** Exercise passage follows **

Took her to my favorite vet yesterday, had to have help getting her in and out of car. Vet says she has advanced arthritis and also cataracts, knew something wasn't right about her eyes. He put her on Rimadyl for arthritic pain. Seemed better so I tried taking her for a short walking today, didn't go well. We only got 2 yards down from mine and she collapsed and then vomited twice, was shaking like crazy. Let her rest awhile, then she was able to walk back. Called vet who said to back down on meds to 1/2 dose and bring her back if not better in a few days. She's resting again and not barking right now, will watch her close.
Thanks so much for all of the comments above.


----------



## Dallas Gold (Dec 22, 2007)

CrossCreations said:


> Took her to my favorite vet yesterday, had to have help getting her in and out of car. Vet says she has advanced arthritis and also cataracts, knew something wasn't right about her eyes. He put her on Rimadyl for arthritic pain. Seemed better so I tried taking her for a short walking today, didn't go well. We only got 2 yards down from mine and she collapsed and then vomited twice, was shaking like crazy. Let her rest awhile, then she was able to walk back. Called vet who said to back down on meds to 1/2 dose and bring her back if not better in a few days. She's resting again and not barking right now, will watch her close.
> Thanks so much for all of the comments above.


I'm so sorry to hear that she isn't doing well. I'm not an expert in rimadyl by any stretch of the imagination but I wonder if she may be having an allergic reaction possibly?

I don't want to overly alarm, but the collapse on a walk was our first indication something was wrong with our Barkley. We rushed him to our vet and he had an emergency splenectomy and unfortunately a cancer diagnosis. If the vomiting continues I would definitely get her back to the vet for possible x-rays, sonograms, blood work, and exam. 

As far as having difficulty getting her up, several of us have used a lift aid on our seniors. The one I used wrapped around our Beau's belly and had handles. It helped me get him up and about during the worst times. Carol (Beau Shel) has a thread and photo of the one she used I believed and I hope she will read this thread and chime in.

** End of Exercise passage **
** Record set follows **

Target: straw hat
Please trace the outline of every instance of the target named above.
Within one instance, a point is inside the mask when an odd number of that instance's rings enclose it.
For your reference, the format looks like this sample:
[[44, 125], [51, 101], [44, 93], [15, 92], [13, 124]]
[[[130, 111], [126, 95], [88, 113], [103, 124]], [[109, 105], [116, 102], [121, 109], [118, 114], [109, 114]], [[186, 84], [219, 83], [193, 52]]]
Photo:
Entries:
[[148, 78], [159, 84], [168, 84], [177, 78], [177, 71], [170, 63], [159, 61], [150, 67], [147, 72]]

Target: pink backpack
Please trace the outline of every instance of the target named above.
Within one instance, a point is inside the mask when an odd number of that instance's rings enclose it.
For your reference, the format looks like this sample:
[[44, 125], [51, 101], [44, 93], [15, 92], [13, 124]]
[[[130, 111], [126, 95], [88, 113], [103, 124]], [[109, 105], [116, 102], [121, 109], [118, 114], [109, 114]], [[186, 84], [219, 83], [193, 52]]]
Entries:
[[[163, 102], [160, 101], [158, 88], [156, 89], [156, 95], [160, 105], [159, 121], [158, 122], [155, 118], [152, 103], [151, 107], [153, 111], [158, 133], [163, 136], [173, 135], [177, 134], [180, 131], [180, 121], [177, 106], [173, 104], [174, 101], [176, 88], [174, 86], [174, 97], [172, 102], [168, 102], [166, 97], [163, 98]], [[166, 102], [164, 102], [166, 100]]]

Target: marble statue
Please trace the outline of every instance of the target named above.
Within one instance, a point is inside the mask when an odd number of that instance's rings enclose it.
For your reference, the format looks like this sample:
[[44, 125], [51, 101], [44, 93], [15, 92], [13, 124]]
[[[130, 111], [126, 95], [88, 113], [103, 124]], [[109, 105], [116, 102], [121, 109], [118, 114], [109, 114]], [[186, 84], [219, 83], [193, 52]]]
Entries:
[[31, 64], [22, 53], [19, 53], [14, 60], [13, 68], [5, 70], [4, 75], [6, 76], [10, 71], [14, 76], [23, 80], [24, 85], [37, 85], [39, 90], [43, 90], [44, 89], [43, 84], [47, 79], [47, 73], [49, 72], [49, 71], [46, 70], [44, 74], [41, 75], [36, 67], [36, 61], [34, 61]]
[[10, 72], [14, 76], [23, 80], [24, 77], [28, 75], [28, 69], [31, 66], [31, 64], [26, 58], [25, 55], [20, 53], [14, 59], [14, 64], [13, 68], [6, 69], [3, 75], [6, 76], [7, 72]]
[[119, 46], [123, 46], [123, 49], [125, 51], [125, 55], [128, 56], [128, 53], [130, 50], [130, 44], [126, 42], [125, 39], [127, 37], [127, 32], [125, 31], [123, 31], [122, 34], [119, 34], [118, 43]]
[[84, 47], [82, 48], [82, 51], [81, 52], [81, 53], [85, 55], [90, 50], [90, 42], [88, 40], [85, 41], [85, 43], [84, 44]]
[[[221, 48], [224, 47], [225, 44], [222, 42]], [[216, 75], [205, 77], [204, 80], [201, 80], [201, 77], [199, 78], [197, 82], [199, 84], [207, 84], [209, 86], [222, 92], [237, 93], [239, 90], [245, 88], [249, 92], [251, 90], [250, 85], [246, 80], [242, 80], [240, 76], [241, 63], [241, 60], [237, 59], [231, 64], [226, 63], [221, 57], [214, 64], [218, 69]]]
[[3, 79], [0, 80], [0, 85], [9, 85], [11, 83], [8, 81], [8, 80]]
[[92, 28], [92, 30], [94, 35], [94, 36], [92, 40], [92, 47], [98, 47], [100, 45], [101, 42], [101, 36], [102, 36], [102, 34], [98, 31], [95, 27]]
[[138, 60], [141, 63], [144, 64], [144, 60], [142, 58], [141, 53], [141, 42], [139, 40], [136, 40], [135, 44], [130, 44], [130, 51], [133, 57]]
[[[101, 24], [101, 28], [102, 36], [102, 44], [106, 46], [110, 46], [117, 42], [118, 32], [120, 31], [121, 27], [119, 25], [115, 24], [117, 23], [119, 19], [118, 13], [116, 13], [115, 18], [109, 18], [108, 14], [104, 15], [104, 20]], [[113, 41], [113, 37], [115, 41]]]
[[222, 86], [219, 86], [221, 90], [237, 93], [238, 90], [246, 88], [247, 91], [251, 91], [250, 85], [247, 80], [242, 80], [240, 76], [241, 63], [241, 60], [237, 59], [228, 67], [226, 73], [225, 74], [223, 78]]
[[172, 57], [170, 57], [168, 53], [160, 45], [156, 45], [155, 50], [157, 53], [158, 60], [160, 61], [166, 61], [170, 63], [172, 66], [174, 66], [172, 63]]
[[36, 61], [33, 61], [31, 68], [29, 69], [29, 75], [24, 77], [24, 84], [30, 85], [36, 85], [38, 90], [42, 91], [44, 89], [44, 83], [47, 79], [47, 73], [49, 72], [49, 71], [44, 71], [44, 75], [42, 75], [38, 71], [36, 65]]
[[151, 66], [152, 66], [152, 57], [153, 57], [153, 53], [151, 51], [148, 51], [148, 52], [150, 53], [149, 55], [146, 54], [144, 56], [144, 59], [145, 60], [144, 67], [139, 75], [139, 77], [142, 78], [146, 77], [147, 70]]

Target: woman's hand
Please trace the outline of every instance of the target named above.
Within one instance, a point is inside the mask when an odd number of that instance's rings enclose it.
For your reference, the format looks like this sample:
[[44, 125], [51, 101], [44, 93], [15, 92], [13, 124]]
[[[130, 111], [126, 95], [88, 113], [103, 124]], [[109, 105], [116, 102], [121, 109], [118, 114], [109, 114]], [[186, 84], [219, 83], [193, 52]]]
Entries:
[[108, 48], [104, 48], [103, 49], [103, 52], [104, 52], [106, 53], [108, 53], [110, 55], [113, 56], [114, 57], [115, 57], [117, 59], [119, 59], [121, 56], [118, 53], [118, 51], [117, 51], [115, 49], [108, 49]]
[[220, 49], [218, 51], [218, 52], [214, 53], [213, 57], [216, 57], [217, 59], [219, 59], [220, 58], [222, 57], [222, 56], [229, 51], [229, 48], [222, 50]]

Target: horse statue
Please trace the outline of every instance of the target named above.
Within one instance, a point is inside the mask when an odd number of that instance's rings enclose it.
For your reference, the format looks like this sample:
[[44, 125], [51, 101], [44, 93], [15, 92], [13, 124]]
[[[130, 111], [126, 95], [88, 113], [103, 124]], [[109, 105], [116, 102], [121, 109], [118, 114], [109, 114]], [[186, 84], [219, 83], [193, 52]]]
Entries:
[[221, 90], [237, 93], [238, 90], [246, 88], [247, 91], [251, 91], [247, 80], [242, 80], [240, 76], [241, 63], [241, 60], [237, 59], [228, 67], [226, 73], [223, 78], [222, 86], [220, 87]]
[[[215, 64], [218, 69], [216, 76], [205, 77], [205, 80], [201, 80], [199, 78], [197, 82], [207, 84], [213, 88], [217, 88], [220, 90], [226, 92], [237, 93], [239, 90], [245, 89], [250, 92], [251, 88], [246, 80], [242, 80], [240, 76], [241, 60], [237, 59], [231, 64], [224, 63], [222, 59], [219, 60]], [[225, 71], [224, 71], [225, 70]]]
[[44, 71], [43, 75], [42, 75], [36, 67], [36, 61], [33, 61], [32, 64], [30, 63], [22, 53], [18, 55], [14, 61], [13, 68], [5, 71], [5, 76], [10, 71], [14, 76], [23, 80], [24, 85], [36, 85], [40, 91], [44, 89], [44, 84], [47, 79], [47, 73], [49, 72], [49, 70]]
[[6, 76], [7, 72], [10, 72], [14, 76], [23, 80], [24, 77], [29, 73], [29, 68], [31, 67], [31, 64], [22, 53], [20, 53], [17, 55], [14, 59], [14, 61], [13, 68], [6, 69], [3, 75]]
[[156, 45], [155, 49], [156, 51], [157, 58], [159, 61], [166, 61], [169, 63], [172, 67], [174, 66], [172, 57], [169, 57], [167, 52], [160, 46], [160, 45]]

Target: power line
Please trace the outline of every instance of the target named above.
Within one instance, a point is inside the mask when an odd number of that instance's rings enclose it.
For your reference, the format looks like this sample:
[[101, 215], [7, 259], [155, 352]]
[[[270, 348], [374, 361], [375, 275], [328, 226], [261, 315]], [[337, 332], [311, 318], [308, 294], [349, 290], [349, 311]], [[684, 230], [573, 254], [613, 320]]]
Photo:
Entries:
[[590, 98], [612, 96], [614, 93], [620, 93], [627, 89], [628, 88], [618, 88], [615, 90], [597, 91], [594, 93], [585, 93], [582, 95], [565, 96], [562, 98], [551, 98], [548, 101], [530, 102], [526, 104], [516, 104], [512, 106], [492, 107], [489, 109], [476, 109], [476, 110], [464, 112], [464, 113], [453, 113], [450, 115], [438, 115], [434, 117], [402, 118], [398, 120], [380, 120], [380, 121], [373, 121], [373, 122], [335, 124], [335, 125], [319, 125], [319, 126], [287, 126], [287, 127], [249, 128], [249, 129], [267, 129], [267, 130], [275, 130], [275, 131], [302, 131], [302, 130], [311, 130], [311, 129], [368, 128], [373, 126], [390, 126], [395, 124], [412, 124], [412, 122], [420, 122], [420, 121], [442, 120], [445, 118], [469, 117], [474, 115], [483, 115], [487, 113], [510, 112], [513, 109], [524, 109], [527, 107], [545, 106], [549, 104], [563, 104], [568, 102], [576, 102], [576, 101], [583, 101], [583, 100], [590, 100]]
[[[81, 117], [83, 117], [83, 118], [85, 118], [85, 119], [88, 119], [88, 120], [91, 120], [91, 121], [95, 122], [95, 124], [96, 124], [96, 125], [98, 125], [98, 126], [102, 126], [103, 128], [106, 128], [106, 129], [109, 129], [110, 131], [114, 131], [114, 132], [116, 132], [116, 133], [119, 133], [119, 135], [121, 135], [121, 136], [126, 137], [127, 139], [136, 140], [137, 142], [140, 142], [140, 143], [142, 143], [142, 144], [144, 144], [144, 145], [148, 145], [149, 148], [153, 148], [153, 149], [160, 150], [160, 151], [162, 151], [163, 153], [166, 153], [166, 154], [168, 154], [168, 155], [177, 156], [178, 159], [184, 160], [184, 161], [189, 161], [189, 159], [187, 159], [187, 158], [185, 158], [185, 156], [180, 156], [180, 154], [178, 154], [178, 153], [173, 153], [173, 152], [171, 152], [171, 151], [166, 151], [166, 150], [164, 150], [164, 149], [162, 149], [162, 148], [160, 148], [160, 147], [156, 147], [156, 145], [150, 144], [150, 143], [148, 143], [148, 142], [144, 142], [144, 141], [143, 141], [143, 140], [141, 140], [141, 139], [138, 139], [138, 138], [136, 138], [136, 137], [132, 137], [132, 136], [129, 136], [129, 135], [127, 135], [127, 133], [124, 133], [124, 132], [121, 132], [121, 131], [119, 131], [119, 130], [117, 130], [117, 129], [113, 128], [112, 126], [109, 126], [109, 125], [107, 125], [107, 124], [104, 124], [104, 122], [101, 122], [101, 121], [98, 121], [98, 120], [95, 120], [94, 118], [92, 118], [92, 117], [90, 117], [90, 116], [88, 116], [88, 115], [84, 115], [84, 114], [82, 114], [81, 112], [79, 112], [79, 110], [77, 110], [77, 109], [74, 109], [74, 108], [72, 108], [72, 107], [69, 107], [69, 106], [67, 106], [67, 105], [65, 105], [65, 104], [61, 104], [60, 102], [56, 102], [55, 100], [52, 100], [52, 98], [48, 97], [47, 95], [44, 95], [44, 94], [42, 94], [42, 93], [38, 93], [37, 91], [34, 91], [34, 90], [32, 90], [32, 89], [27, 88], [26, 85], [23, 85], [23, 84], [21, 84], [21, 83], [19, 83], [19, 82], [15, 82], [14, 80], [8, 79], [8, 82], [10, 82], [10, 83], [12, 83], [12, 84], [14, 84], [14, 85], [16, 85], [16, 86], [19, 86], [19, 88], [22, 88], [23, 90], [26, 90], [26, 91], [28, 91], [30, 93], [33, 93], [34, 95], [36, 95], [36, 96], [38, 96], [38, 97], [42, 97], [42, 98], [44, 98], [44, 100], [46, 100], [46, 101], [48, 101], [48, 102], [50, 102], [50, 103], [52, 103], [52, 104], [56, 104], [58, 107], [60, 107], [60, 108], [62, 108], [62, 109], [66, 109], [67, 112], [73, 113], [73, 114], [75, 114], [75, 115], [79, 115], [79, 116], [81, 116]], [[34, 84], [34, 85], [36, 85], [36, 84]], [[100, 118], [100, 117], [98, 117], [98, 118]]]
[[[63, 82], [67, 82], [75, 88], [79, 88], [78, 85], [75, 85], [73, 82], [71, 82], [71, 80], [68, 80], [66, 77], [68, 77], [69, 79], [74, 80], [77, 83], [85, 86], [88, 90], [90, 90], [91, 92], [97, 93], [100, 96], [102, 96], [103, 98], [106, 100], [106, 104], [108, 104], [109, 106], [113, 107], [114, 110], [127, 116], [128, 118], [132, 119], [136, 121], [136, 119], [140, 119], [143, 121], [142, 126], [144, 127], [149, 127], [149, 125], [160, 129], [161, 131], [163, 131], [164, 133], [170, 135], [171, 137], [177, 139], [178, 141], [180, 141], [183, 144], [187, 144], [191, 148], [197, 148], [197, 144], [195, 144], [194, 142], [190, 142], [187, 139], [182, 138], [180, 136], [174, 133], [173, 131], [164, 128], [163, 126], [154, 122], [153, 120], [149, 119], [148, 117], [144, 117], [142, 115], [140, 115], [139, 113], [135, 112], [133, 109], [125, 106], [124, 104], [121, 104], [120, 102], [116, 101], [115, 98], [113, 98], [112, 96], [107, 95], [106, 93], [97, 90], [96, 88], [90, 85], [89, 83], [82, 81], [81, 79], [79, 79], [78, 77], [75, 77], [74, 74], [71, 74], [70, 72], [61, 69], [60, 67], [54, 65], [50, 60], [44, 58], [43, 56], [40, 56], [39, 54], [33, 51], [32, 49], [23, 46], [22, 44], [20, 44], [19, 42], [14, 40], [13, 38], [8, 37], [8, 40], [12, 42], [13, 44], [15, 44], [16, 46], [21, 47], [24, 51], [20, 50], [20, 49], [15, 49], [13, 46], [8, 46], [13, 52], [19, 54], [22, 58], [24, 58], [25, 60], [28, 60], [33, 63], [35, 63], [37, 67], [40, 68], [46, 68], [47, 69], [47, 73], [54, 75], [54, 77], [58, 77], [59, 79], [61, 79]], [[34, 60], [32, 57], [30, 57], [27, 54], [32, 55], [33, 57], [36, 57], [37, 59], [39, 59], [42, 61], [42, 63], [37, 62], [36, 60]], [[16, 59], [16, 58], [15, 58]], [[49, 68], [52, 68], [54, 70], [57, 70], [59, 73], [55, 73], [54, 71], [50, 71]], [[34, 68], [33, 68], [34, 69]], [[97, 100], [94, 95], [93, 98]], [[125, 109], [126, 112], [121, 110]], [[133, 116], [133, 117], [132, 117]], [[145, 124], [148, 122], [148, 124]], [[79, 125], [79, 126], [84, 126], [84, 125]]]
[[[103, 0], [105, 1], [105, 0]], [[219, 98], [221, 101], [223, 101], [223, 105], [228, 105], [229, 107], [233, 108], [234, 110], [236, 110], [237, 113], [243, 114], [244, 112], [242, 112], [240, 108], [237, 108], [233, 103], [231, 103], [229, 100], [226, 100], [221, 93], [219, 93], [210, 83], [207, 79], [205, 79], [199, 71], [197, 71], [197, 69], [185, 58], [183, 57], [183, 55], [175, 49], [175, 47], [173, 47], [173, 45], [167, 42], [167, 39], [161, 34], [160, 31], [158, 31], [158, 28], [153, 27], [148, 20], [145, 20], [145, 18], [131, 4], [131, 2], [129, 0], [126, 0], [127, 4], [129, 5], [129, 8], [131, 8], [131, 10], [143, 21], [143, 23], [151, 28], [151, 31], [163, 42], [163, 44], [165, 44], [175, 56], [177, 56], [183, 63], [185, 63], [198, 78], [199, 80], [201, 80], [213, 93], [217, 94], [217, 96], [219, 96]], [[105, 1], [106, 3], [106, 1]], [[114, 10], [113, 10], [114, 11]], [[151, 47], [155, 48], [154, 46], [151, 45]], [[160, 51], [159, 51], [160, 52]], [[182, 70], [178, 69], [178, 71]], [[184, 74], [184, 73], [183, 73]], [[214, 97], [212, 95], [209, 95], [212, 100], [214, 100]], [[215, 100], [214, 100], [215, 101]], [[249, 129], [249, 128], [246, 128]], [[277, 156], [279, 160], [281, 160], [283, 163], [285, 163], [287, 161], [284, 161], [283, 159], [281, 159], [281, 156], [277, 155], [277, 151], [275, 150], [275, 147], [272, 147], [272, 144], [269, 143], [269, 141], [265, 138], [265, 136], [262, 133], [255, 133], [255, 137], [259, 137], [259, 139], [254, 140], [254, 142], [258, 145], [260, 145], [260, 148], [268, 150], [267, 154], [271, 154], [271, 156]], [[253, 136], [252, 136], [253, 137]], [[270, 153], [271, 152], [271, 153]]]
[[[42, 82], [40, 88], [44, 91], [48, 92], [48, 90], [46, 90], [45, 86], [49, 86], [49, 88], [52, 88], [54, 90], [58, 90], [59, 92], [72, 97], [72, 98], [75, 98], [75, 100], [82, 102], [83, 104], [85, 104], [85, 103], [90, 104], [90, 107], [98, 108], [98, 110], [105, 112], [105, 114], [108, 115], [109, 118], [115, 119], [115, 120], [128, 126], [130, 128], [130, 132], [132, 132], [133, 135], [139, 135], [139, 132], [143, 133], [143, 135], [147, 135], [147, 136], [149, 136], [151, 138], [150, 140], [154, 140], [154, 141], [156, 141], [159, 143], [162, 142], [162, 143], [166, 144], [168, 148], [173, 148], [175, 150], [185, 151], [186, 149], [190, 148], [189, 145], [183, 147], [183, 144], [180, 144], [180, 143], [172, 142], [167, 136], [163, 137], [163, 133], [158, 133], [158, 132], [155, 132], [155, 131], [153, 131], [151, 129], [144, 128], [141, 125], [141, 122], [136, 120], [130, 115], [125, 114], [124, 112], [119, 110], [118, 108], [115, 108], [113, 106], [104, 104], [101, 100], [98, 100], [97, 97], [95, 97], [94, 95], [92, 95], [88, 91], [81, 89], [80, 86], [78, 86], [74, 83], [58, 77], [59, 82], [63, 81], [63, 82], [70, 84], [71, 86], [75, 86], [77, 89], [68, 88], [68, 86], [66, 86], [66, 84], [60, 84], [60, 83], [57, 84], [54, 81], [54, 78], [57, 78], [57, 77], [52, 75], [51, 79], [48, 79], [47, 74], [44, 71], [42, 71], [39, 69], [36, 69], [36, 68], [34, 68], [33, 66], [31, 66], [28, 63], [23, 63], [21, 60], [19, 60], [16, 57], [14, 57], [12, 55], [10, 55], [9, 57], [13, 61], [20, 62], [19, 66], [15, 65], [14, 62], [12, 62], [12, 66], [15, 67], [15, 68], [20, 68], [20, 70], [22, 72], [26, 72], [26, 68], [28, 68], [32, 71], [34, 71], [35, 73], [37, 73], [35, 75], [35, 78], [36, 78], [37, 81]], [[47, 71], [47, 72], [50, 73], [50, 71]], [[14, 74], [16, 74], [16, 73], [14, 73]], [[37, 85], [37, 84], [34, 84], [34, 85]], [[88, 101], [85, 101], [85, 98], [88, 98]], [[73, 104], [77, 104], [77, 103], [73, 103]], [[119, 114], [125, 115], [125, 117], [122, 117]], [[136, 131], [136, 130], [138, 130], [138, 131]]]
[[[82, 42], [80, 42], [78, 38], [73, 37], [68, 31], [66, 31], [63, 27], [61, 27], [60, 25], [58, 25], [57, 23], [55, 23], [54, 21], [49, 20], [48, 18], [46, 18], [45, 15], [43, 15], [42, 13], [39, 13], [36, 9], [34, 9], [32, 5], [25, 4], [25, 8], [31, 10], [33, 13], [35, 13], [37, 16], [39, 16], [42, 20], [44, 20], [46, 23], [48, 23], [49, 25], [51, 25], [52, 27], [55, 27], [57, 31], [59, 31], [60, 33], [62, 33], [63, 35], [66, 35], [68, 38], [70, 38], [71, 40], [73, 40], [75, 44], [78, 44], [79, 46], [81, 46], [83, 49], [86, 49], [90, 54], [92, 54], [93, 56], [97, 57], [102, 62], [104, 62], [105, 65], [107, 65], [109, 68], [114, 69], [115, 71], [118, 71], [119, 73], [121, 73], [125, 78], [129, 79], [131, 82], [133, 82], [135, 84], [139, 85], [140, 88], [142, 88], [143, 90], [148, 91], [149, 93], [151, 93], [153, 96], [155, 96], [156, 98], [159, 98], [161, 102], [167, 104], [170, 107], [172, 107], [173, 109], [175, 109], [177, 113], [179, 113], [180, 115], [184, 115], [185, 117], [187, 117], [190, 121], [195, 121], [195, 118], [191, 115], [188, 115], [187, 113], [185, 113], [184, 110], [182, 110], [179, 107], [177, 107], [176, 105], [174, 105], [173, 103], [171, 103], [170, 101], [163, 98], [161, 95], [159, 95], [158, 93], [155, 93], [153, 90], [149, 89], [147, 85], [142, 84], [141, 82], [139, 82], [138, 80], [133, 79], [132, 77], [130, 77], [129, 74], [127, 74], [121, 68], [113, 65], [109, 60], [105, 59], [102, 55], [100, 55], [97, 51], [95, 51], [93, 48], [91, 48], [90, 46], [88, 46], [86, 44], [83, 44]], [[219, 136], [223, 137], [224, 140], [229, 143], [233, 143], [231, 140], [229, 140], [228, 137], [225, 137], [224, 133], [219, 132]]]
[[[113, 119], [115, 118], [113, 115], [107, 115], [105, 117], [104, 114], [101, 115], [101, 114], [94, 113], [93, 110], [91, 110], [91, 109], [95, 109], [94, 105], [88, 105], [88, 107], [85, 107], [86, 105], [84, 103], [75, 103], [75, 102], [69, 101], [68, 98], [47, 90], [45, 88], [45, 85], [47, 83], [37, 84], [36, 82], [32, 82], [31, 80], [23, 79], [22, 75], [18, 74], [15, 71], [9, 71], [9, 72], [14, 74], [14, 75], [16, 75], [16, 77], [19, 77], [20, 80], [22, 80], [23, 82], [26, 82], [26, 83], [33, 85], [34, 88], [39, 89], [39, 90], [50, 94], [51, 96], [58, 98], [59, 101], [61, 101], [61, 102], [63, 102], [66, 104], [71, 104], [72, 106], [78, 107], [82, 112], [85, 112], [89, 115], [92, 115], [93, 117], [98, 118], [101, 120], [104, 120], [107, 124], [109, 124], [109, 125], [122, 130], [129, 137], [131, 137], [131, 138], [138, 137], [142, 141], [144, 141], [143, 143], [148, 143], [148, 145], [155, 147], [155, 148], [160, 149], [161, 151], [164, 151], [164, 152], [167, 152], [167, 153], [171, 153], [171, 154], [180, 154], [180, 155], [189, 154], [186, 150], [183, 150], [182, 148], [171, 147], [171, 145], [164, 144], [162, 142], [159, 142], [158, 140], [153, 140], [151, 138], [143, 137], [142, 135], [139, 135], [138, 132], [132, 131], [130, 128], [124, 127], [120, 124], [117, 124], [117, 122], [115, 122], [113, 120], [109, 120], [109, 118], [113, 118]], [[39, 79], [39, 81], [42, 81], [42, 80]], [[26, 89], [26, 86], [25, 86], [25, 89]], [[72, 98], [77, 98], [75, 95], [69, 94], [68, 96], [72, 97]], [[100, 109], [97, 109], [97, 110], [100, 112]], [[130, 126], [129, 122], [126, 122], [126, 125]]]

** End of Record set **

Work task 1 ▸
Transcribe the part of the forum thread about the arthritic dog starting at "I don't want" and ending at "and chime in.".
Work task 2 ▸
Summarize the forum thread about the arthritic dog in two sentences.
Work task 3 ▸
Write the next part of the forum thread about the arthritic dog, continuing after its final sentence.

Expected output 1 ▸
I don't want to overly alarm, but the collapse on a walk was our first indication something was wrong with our Barkley. We rushed him to our vet and he had an emergency splenectomy and unfortunately a cancer diagnosis. If the vomiting continues I would definitely get her back to the vet for possible x-rays, sonograms, blood work, and exam. 

As far as having difficulty getting her up, several of us have used a lift aid on our seniors. The one I used wrapped around our Beau's belly and had handles. It helped me get him up and about during the worst times. Carol (Beau Shel) has a thread and photo of the one she used I believed and I hope she will read this thread and chime in.

Expected output 2 ▸
A dog owner reports that the vet found advanced arthritis and cataracts and prescribed Rimadyl, but on a short walk the dog collapsed, vomited twice, and shook, so the vet cut the dose in half. A reply wonders whether she is having an allergic reaction, advises taking her back to the vet for tests if the vomiting continues, and suggests a lift aid like the one that helped with a senior dog named Beau.

Expected output 3 ▸
Also, related to your initial inquiry, I was catching up on magazines and circulars yesterday and an old Drs Foster and Smith catalog had a section on senior care and dementia. Barking was listed as one of the symptoms. I haven't looked but I bet they have it linked and archived on their website (www.drsfostersmith.com). It had a bunch of other symptoms.

I do sympathize with the cataracts--Barkley is getting them along with deafness. Despite it all he's so sweet when he finally hears us and looks all over trying to find out where we are. He has the happiest look on his face, so I know it doesn't bother him as much as it bothers us.

Please keep us posted. I'm sorry you have having such issues.


----------



## tennisball (Oct 14, 2009)

My Cody started doing this one he got older as well. He only did it when I was walking away or out of the room for too long. Once I returned, he stopped barking. I think it was just mild separation anxiety because he was getting older and didn't want to be left alone.


----------



## CAROLINA MOM (May 12, 2009)

I have been experiencing the same barking issues with my Senior Golden-he is 14.5 and will turn 15 at the end of August. He doesn't see or hear as well as he use to and seems to get upset when he thinks no one is around.


----------



## Claire's Friend (Feb 26, 2007)

All of my older dogs have started barking like this as they got older. I have always thought it was because they were losing their hearing. There is a very good supplement called Cholodin that helps with CCD type symptoms.


----------



## Dallas Gold (Dec 22, 2007)

Claire's Friend said:


> All of my older dogs have started barking like this as they got older. I have always thought it was because they were losing their hearing. There is a very good supplement called Cholodin that helps with CCD type symptoms.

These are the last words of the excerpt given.